(Beginning of Page extract)

In a significant policy shift affecting expatriates, Kuwait has announced that all foreigners entering or residing in the country will be required to pay mandatory health insurance fees starting December 23, 2024. The new regulations, issued by the Ministry of Health under Minister Dr. Ahmed Al-Awadi, implement executive rules of Law No. 1 of 1999, establishing a transparent and unified system.
Detailed Fee Structure for Visas and Residency
The executive rules clearly define the financial obligations for different categories of foreigners. For those applying for residency visas, a health insurance fee of 5 Kuwaiti dinars will apply across eight visa types. These encompass employment in government and private sectors, commercial activities, family reunification, study, foreign investment, and temporary work in government contracts and the oil sector.
When it comes to visit visas, the fees will align with the private sector health insurance system. This covers nine permit types, including government, business, family, private, medical, tourist, and cultural visits. A standard fee of 5 dinars also applies to transit visas, entry for transport drivers, emergency visas, and a newly introduced category.
Substantial Costs for Residency Permits and Sector-Specific Relief
Obtaining a residency permit in Kuwait will now come with a heftier health insurance cost. The fee is set at 100 dinars for ten categories, including government and private employees, investors, students, self-sponsored individuals, property owners, and certain religious figures.

(End of Page extract)
(Beginning of Material provided)

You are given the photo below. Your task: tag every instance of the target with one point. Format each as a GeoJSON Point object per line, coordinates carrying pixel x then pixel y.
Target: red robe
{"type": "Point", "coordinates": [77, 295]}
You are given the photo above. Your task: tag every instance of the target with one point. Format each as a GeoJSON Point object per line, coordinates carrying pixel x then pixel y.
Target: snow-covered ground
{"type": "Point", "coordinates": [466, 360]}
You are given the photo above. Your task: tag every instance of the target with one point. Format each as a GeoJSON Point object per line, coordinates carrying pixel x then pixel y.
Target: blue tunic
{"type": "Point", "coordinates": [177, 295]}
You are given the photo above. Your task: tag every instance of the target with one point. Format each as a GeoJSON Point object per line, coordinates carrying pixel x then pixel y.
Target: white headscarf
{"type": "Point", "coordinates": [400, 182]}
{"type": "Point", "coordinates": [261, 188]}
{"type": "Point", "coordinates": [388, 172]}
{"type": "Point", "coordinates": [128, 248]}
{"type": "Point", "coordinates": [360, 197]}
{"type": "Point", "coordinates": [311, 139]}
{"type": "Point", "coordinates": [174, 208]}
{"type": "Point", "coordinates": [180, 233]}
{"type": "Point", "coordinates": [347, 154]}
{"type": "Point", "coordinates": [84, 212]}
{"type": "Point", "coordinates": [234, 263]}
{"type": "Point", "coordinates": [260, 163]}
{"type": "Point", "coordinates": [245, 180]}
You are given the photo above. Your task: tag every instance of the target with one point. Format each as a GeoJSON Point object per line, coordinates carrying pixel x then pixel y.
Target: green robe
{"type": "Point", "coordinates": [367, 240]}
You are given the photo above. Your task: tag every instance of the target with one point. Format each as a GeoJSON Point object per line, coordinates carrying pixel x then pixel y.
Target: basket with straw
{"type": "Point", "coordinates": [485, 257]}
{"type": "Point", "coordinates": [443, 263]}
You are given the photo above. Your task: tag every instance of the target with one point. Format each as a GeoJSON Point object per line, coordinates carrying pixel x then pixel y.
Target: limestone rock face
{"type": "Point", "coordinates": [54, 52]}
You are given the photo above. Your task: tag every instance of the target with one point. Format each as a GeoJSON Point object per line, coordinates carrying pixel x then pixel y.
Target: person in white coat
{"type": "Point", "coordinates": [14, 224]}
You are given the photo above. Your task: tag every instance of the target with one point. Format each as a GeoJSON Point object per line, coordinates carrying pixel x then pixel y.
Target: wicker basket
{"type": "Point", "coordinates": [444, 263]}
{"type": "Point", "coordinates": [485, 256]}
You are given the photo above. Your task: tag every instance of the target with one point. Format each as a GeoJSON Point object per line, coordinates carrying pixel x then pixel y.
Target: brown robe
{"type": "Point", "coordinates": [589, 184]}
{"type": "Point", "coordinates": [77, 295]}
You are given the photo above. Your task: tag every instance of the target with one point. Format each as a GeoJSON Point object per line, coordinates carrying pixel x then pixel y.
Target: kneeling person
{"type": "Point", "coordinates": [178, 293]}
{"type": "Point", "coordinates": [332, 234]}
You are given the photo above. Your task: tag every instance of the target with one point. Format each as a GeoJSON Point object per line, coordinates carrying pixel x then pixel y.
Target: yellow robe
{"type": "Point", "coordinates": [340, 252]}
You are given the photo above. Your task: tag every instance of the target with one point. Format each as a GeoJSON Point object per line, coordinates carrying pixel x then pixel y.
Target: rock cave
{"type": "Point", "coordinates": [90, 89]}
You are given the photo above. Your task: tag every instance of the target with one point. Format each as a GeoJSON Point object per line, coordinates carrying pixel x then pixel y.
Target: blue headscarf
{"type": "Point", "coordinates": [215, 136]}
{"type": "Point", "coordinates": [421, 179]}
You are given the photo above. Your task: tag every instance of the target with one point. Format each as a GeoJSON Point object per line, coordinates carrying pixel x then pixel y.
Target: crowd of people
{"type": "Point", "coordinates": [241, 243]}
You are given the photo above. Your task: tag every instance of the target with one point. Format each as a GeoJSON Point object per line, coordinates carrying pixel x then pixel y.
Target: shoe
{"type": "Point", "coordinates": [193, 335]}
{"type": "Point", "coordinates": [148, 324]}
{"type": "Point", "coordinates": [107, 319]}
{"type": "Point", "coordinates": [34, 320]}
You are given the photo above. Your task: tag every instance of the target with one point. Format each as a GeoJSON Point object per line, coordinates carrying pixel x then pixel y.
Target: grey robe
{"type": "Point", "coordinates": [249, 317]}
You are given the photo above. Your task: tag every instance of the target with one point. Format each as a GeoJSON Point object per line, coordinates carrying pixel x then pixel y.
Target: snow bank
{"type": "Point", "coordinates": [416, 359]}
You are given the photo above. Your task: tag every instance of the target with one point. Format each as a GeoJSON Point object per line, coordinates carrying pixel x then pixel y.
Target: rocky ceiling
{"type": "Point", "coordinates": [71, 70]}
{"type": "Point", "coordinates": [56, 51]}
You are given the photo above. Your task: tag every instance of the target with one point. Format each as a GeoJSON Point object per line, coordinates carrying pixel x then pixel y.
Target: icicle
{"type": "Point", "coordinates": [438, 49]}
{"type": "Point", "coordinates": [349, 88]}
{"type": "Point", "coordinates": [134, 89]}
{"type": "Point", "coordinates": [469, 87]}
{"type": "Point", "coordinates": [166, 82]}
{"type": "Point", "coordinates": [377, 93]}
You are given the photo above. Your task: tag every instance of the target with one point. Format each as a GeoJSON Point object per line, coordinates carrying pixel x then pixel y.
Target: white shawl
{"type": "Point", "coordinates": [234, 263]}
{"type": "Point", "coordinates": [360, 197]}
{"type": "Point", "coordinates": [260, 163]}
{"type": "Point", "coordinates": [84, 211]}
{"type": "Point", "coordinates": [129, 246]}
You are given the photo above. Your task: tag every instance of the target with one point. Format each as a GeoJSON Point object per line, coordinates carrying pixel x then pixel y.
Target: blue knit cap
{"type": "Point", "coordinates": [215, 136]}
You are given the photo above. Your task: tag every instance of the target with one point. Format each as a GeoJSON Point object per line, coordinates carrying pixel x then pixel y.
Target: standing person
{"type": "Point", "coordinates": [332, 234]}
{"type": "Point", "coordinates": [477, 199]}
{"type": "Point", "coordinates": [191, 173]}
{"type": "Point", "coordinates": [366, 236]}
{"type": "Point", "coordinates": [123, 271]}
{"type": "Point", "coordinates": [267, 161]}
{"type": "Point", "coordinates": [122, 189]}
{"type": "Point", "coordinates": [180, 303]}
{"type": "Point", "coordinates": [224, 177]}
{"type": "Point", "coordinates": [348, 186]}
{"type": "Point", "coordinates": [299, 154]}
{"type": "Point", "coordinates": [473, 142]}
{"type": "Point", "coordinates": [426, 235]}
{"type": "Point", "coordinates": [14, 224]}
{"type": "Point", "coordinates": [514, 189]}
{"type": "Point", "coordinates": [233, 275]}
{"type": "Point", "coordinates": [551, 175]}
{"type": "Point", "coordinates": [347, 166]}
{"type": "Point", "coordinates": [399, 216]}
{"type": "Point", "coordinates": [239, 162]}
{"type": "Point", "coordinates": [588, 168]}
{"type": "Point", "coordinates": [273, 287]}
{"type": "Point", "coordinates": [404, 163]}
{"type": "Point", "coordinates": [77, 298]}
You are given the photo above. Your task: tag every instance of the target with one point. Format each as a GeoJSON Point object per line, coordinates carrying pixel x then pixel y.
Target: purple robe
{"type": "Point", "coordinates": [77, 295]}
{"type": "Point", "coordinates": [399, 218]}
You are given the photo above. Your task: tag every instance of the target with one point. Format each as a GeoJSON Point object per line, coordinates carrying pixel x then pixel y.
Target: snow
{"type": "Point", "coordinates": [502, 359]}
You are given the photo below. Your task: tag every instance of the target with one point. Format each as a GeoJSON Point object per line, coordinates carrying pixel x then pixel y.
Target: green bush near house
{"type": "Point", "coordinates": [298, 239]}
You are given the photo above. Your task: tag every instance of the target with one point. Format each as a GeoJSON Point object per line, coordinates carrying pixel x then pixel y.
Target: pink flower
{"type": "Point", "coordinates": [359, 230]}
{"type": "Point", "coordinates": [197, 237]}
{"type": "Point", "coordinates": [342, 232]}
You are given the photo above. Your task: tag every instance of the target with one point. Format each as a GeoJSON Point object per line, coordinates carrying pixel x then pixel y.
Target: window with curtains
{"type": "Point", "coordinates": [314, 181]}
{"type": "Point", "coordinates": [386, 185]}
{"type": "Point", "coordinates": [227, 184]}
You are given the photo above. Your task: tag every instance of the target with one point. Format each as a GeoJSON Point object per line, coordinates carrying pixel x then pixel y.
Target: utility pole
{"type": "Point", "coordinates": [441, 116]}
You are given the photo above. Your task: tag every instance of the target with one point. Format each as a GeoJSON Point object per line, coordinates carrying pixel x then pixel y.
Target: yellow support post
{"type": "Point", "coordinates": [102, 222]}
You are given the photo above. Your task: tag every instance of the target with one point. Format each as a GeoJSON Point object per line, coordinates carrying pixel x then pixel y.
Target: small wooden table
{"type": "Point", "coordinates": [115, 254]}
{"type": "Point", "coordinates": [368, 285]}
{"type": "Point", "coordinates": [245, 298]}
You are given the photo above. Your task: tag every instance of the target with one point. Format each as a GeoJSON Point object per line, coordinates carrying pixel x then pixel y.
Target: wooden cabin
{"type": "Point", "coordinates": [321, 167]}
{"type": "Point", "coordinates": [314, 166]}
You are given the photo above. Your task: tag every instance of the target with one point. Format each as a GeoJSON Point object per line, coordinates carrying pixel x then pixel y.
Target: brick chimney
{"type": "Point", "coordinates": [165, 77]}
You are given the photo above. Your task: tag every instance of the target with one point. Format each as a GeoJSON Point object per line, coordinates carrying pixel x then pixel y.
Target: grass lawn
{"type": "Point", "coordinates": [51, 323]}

(End of Material provided)

# Parts of the exercise
1. Echo the passage of the Kuwait health insurance fees article starting at "Substantial Costs for" and ending at "certain religious figures.".
2. Proceed with the Kuwait health insurance fees article, picking up right after its final sentence.
None of these lines are needed.

# Answer section
1.
Substantial Costs for Residency Permits and Sector-Specific Relief
Obtaining a residency permit in Kuwait will now come with a heftier health insurance cost. The fee is set at 100 dinars for ten categories, including government and private employees, investors, students, self-sponsored individuals, property owners, and certain religious figures.

2.
However, the regulations provide some relief for specific private-sector workers. Employees in agriculture, fishing, animal herding, and dairy companies will pay a reduced fee of 10 dinars as per Article 18. A notable exemption benefits Kuwaiti families sponsoring domestic workers: the first three workers are exempt, with a 10 dinar fee applying only from the fourth worker onward.
Exemptions and Important Clarifications
The Kuwaiti government has outlined several full exemptions from these health insurance fees. The exempt categories include:
- Foreign women married to Kuwaiti citizens
- Widowed or divorced Kuwaiti women with foreign children
- Foreign children and parents of Kuwaiti citizens
- Children of Kuwaiti women from foreign husbands
- Up to three domestic workers in Kuwaiti households
- Members of diplomatic missions and official delegations
- Bedouns (stateless residents coordinated with the relevant agency)
- Foreign newborns for four months until passport issuance
The Ministry has issued crucial clarifications: exemptions are valid only if the foreigner holds the specific residency permit mentioned in the rules. The insurance coverage is tied to the visa's issue date and duration, not the passport's validity. Furthermore, if a residency permit is reissued due to an administrative error and an exemption is granted, any fees paid earlier will be refunded.
This sweeping reform aims to streamline healthcare funding for foreigners in Kuwait. For the large Indian expatriate community and other nationals planning travel or work in the Gulf nation, understanding these new financial requirements is essential for compliance from the December 23 deadline.